» **TASK STATEMENT**
Please give all of the data again, character for character, and drop the pictures.

--- START ---

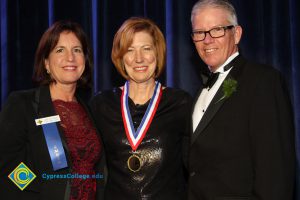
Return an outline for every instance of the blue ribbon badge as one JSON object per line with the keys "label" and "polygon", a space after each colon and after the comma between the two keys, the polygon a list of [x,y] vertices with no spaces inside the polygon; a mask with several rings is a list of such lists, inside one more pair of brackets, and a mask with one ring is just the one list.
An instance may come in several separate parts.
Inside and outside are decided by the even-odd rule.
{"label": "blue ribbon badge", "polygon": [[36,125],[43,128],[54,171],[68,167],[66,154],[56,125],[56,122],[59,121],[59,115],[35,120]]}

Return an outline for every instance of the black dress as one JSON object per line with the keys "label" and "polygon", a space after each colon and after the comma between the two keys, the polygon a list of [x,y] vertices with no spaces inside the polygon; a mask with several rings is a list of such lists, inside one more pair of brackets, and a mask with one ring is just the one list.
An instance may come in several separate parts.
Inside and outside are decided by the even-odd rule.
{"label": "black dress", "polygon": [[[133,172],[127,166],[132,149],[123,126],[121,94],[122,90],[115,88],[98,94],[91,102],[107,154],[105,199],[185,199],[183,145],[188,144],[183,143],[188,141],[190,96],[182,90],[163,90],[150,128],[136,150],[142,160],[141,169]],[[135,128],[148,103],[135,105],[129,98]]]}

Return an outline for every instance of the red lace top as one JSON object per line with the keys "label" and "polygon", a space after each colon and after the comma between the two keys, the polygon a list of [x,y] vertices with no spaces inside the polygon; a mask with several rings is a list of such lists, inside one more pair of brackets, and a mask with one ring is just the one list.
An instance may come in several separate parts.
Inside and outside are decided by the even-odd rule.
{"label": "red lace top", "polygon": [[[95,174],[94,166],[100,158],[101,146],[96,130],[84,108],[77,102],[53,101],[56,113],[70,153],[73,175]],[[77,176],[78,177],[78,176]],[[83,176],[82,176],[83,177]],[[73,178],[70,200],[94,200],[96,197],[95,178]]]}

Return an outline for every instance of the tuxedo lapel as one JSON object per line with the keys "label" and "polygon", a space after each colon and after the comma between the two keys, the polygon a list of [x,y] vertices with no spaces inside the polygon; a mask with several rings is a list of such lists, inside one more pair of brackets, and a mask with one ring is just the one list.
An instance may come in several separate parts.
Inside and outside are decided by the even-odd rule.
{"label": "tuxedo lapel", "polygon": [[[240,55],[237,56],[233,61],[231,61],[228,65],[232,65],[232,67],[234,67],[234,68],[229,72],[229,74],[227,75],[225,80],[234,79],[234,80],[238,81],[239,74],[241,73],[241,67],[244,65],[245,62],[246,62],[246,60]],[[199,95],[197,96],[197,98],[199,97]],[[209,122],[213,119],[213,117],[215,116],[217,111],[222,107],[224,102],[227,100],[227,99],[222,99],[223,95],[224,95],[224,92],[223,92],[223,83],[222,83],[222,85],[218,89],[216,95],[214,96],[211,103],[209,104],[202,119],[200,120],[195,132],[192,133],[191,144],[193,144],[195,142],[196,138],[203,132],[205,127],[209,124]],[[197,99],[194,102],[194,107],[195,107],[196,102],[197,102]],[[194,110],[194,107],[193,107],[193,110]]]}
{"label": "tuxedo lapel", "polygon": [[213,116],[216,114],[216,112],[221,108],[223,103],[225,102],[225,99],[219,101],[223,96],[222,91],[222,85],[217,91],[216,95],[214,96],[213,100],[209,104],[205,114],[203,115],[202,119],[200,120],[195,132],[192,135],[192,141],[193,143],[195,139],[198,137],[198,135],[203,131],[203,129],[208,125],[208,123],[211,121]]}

--- END ---

» **ANSWER FOR THE TASK**
Return an outline for every instance of the blue ribbon badge as one JSON object per line with the keys "label" and "polygon", a space after each colon and after the comma between the two keys, the polygon a list of [x,y] vertices with no spaces inside the polygon; a mask with several rings is a list of such lists, inside one more pair of brackets, and a mask with one ring is just the one list.
An instance may come in several separate parts.
Inside and outside are decided by the even-odd rule.
{"label": "blue ribbon badge", "polygon": [[36,125],[43,128],[54,171],[68,167],[66,154],[56,125],[56,122],[59,121],[59,115],[35,120]]}

Return an outline for every instance of the black dress as one JSON object per line with the keys "label" and "polygon", a space after each colon and after the comma between the two keys, the polygon a list of [x,y] vertices with no spaces inside the polygon; a mask with several rings is a list of such lists, inside one more pair of brackets, and a mask with one ring is just the one list.
An instance may come in several separate parts.
Inside and outside are decided by the even-odd rule.
{"label": "black dress", "polygon": [[[133,172],[127,166],[132,149],[123,126],[121,94],[122,90],[115,88],[98,94],[91,102],[107,154],[105,199],[185,199],[183,145],[188,144],[183,143],[188,141],[190,96],[182,90],[163,90],[150,128],[136,150],[142,160],[141,169]],[[135,128],[148,103],[135,105],[129,98]]]}

Return an outline for every instance of the red lace top as one JSON object per line with the keys "label" and "polygon", a space after each colon and after the comma between the two keys, the polygon a list of [x,y] vertices with no spaces inside the polygon; a mask with several rings is a list of such lists, inside one more pair of brackets, and a mask with one ring is just the one list.
An instance may come in several separate parts.
Inside and outside are decided by the even-odd rule.
{"label": "red lace top", "polygon": [[[95,174],[94,166],[100,158],[101,146],[96,130],[84,108],[77,102],[53,101],[56,113],[70,153],[73,175]],[[77,176],[78,177],[78,176]],[[83,176],[82,176],[83,177]],[[73,178],[70,200],[94,200],[96,197],[95,178]]]}

Return an outline for every instance of the tuxedo lapel as one JSON object per line with the keys "label" and "polygon", a space after each colon and after the comma between the two keys, the polygon a list of [x,y] vertices with no spaces inside the polygon; a mask with several rings is a list of such lists, inside one more pair of brackets, and a mask with one ring is just the one list.
An instance may come in several separate parts.
Inside and outside are decided by the even-odd rule.
{"label": "tuxedo lapel", "polygon": [[[240,55],[237,56],[233,61],[231,61],[228,65],[232,65],[232,67],[234,67],[234,68],[229,72],[229,74],[227,75],[225,80],[234,79],[234,80],[238,81],[239,74],[241,73],[241,67],[244,65],[245,62],[246,62],[246,60]],[[199,95],[197,96],[197,98],[199,97]],[[209,122],[213,119],[213,117],[215,116],[217,111],[222,107],[224,102],[227,100],[227,99],[222,99],[223,95],[224,95],[224,92],[223,92],[223,83],[222,83],[222,85],[218,89],[216,95],[214,96],[211,103],[209,104],[202,119],[200,120],[195,132],[192,133],[191,144],[193,144],[195,142],[196,138],[203,132],[205,127],[209,124]],[[197,99],[194,102],[194,107],[195,107],[196,102],[197,102]],[[194,110],[194,107],[193,107],[193,110]]]}
{"label": "tuxedo lapel", "polygon": [[213,116],[216,114],[216,112],[221,108],[223,103],[225,102],[225,99],[219,101],[223,96],[222,91],[222,85],[217,91],[216,95],[214,96],[213,100],[209,104],[205,114],[203,115],[202,119],[200,120],[195,132],[192,135],[192,141],[193,143],[195,139],[198,137],[198,135],[203,131],[203,129],[208,125],[208,123],[211,121]]}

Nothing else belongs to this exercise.